## Exercise directions
Without including any images, reproduce each entry exactly.

========

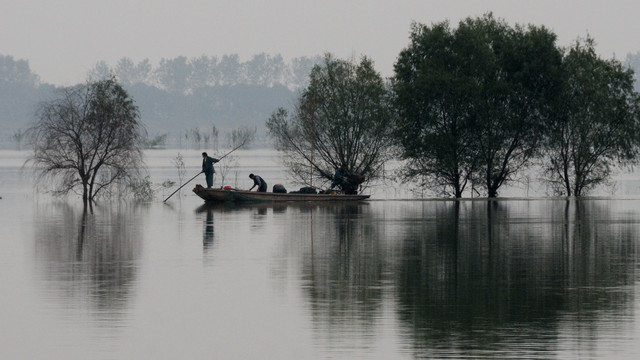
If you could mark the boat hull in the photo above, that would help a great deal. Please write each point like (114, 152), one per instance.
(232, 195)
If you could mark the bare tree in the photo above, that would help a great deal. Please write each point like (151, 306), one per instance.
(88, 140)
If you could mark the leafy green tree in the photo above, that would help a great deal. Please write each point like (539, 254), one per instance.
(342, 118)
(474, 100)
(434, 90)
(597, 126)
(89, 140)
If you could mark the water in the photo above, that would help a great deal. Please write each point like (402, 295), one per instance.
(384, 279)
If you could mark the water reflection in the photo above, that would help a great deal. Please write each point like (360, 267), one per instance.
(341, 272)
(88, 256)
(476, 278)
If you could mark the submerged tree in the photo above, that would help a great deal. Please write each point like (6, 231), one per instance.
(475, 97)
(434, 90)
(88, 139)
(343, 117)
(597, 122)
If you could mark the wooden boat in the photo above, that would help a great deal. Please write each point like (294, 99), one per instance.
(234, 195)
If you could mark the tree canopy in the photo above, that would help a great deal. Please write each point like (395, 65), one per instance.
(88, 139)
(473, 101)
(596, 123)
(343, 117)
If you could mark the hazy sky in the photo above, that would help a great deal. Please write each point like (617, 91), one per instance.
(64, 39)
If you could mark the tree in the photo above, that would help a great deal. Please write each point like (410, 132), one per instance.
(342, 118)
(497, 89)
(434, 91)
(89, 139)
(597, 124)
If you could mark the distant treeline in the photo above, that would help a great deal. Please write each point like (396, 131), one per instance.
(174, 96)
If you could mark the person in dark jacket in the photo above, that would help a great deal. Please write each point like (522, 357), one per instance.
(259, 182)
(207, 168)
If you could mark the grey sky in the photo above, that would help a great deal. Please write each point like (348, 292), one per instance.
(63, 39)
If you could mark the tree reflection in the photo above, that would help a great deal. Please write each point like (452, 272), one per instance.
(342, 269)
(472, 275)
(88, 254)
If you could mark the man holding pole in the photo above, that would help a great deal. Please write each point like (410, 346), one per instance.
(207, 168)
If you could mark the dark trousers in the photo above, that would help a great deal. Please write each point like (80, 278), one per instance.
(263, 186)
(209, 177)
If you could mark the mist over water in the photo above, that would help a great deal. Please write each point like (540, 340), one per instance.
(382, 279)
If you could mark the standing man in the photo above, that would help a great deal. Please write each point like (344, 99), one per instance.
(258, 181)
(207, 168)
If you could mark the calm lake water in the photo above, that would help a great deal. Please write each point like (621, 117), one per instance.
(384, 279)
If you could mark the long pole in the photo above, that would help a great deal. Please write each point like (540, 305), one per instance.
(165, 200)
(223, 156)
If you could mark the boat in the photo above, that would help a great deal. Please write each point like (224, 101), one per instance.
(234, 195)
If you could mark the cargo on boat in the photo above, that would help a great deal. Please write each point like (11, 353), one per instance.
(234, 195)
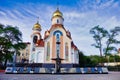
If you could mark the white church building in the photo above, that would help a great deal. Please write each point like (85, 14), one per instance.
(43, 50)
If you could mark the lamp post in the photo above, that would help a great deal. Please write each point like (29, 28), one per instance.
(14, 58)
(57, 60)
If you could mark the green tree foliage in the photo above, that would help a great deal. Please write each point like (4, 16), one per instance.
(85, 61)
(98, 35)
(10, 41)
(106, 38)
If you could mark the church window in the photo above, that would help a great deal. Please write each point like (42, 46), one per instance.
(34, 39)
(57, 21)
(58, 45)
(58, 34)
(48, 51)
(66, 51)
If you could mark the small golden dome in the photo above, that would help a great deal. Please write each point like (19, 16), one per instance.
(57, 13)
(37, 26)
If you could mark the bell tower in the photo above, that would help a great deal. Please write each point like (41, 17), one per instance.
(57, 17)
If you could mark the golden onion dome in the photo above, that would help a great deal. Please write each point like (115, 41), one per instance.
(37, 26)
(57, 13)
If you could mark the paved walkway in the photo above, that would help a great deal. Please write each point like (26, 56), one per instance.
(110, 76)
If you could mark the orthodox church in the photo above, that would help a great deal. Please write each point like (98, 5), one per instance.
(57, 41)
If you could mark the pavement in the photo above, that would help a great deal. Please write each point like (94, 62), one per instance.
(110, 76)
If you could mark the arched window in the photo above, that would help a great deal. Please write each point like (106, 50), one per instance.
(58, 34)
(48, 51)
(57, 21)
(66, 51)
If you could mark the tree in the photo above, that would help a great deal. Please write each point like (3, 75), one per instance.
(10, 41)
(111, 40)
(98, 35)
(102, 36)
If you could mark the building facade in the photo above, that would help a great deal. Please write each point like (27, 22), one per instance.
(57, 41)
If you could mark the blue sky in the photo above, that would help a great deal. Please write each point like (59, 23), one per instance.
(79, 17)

========

## Reply to the exercise
If you could mark the boat hull in the photo above, that would help a great deal. Please write each point like (114, 152), one per instance.
(232, 195)
If you could mark the bare tree in the photo above, that would help a great deal. Please write each point like (151, 306), one per instance.
(88, 140)
If you could mark the leafy green tree in the photo above, that would help a great deal. Please write each point like (539, 254), one per instance.
(342, 118)
(474, 100)
(434, 90)
(597, 126)
(89, 140)
If you could mark the water in the photo above, that would help a great deal. Please write each point like (402, 295), one per instance.
(384, 279)
If you could mark the water reflection in the photo above, that would help a great deal. Please write each point like (360, 267), one per instance.
(341, 272)
(88, 256)
(476, 278)
If you could mark the submerged tree in the photo above, that would help a great deal. Please write each point like (6, 231), one per instance.
(475, 97)
(434, 90)
(88, 139)
(343, 117)
(597, 122)
If you could mark the wooden boat in the photo above, that would help a great deal. Please write each point like (294, 99), one per instance.
(234, 195)
If you could mark the tree canopy in the photo above, that would help a great deal. Please write each point like (395, 65), one per instance.
(88, 139)
(473, 101)
(596, 123)
(343, 117)
If you could mark the hazy sky in the photo above, that would help a great deal. Please write each point like (617, 91), one per instance.
(64, 39)
If you could mark the tree in the photo above, that would help a great deal. Please write each point like (410, 132), one per instance.
(342, 118)
(497, 89)
(434, 91)
(89, 139)
(597, 124)
If you could mark the distant treeline in the photo above, that would help a great deal. Please write each point like (396, 131), one per instance.
(174, 96)
If you could mark the person in dark jacket in the photo above, that would help a great deal. Please write each point like (522, 357), one per instance.
(259, 182)
(207, 168)
If you could mark the grey sky in the photo above, that would help a great deal. Please write each point like (348, 292), one per instance.
(63, 39)
If you could mark the tree reflection in the photo above, that would help a great deal. Please write each point like (452, 272), one per instance.
(342, 269)
(472, 275)
(88, 254)
If you could mark the man holding pole in the photo above, that would help a great deal. Please write each point like (410, 346), one per instance.
(207, 168)
If you could mark the dark trousers in the photo above, that would help a great deal. Please write each point like (80, 278), one per instance.
(263, 186)
(209, 177)
If you could mark the mist over water in the photo above, that would help a great deal. Please write each point like (540, 340), one per instance.
(382, 279)
If you could mark the standing man in the photo above, that would help a great deal. Please write each point like (344, 99), one per instance.
(258, 181)
(207, 168)
If you could mark the calm lake water in the photo above, that would help a great deal. Please write each point like (621, 117), one per instance.
(384, 279)
If you could mark the long pole in the photo above, that would help a great deal. Please write each point like (540, 305), one per instance.
(165, 200)
(223, 156)
If you could mark the boat in the photo above, that would help a great deal. Please write each point like (224, 101), one per instance.
(234, 195)
If you could mark the cargo on boat in the photo above, that would help a great deal. Please write each point like (11, 353), one per instance.
(234, 195)
If you could mark the white church building in the photo above, that would help a great deal. Please write each point like (85, 14), one per instance.
(43, 50)
If you could mark the lamp post in the photo above, that would help a great deal. Please write each point like (29, 28), one per instance.
(14, 58)
(57, 60)
If you could mark the green tree foliage in the photo above, that would help a great deal. Please write each point like (4, 16), one per instance.
(85, 61)
(98, 35)
(10, 41)
(106, 38)
If you could mark the church window in the photo above, that would help a great deal. Please write each point like (42, 46), one per instance.
(34, 39)
(57, 21)
(58, 45)
(58, 34)
(48, 51)
(66, 51)
If you could mark the small golden dome in the photo above, that would help a great deal. Please write each point like (19, 16), one per instance.
(57, 13)
(37, 26)
If you could mark the bell tower in the photo above, that would help a great deal. Please write each point like (41, 17), one per instance.
(57, 17)
If you could mark the golden onion dome in the photo above, that would help a great deal. Please write each point like (115, 41), one per instance.
(37, 26)
(57, 13)
If you could mark the paved walkway in the photo above, that would help a great deal. Please write each point like (26, 56), one per instance.
(110, 76)
If you could mark the orthodox church in the photo above, that would help a great deal. Please write each point like (98, 5), one per instance.
(57, 41)
If you could mark the pavement in the photo above, that would help a great deal. Please write each point like (94, 62), one per instance.
(110, 76)
If you could mark the arched window in the photo above, that would help a great deal. Please write each point like (106, 50), one per instance.
(58, 34)
(48, 51)
(57, 21)
(66, 51)
If you could mark the tree in the photo above, that would help a great deal. Please write each point like (3, 75), one per instance.
(10, 41)
(111, 40)
(98, 35)
(102, 36)
If you could mark the building facade in the photo above, that would help a great deal. Please write each point like (27, 22), one per instance.
(57, 41)
If you could mark the blue sky in the photo above, that would help a great deal. Please write each point like (59, 23), one per instance.
(79, 17)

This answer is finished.